Page extract:
-- Begin --
Thursday, February 4, 1943

The Charlotte News

Thursday, February 4, 1943

FOUR EDITORIALS

Site Ed. Note: The front page reports that the Russian circle around Rostov was ever-tightening, with the only remaining rail route of escape having been cut off, that Russian airplanes were attacking German ships in the Sea of Azov trying to prepare for evacuation of the Nazis in Rostov to Kerch on the Crimea, at what was now being called the Russian Dunkerque.

Secretary of War Henry Stimson declared at a press conference that were the Russians to complete, as anticipated, their taking of Kharkov, Rostov, and Kursk, then the Germans should be driven completely from the Caucasus. He stressed that increased Lend-Lease aid was now getting through to Russia, with fewer losses of ships along the northern route to Murmansk and Archangel, and as enabled by a new land route opened to the south through Iran to supply troops fighting in the Caucasus.

Reports had surfaced from Sweden and Spain that the turn for the worst in Russia, with the complete loss of the Stalingrad offensive and Caucasus oil looking likewise doomed to stay in Russian hands, had prompted Hitler to make entreaties for peace, with Francisco Franco to become the internuncio. The Generalissimo, however, had released an unsolicited statement denying that he had been approached with any such proposition. Nevertheless, speculation ran high that the war would soon be over in Europe. Even the black market in Paris had suddenly been orphaned in anticipation of a peace treaty, notwithstanding the announcement after the Casablanca Conference that the Allies would accept nothing short of unconditional surrender.
-- End --
Recorded information:
-- Begin --
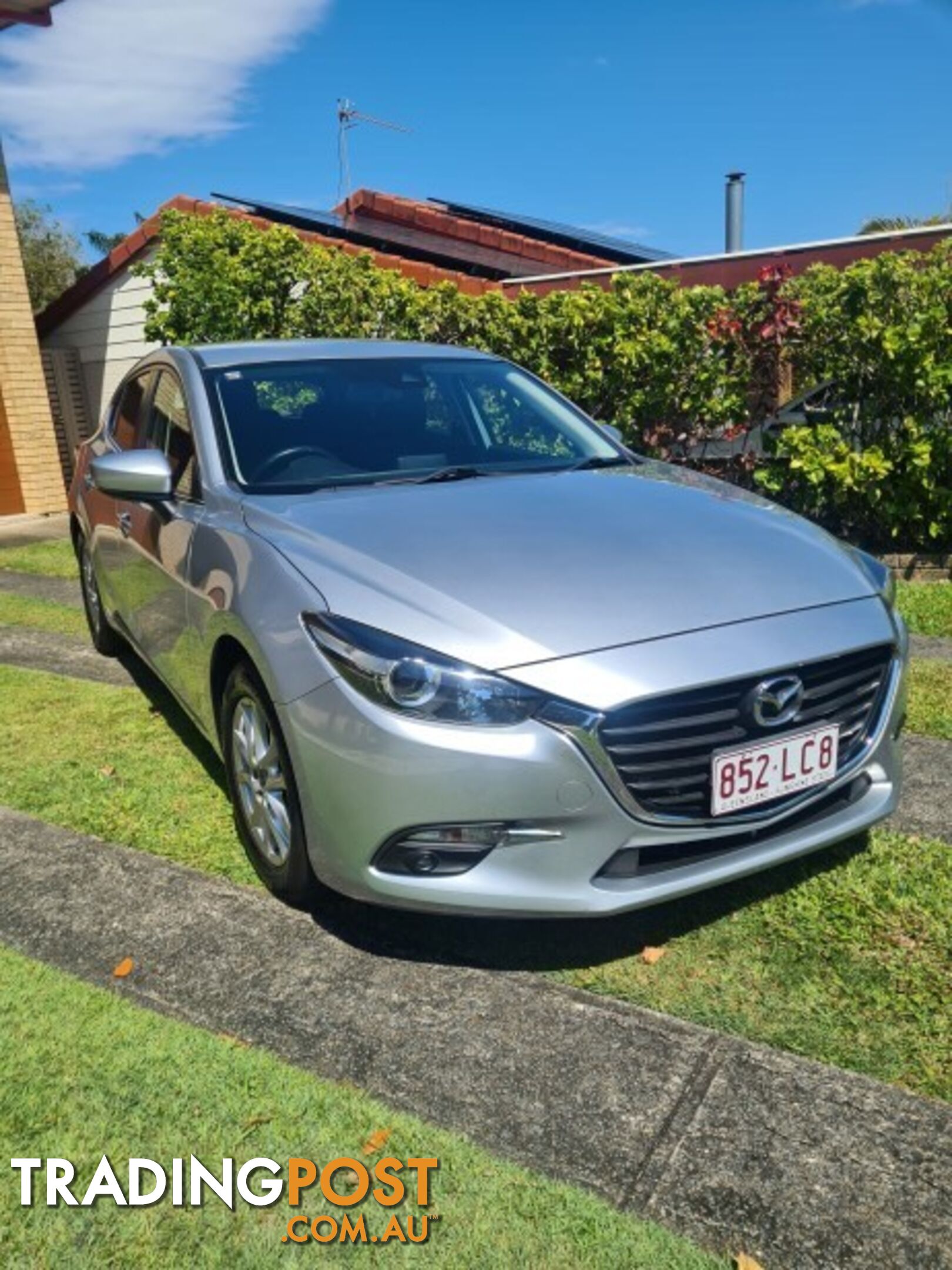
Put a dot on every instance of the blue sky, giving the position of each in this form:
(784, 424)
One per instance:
(621, 116)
-- End --
Task to complete:
Summarize the newspaper note above in two sentences.

Full solution:
The February 4, 1943, front page of The Charlotte News reported that the Russian circle around Rostov was tightening, and Secretary of War Henry Stimson said that if the Russians took Kharkov, Rostov, and Kursk, the Germans should be driven from the Caucasus, adding that increased Lend-Lease aid was reaching Russia. Reports from Sweden and Spain claimed Hitler had sought peace with Francisco Franco as intermediary, which Franco denied, yet speculation ran high that the war in Europe would soon end despite the Allies' insistence on unconditional surrender.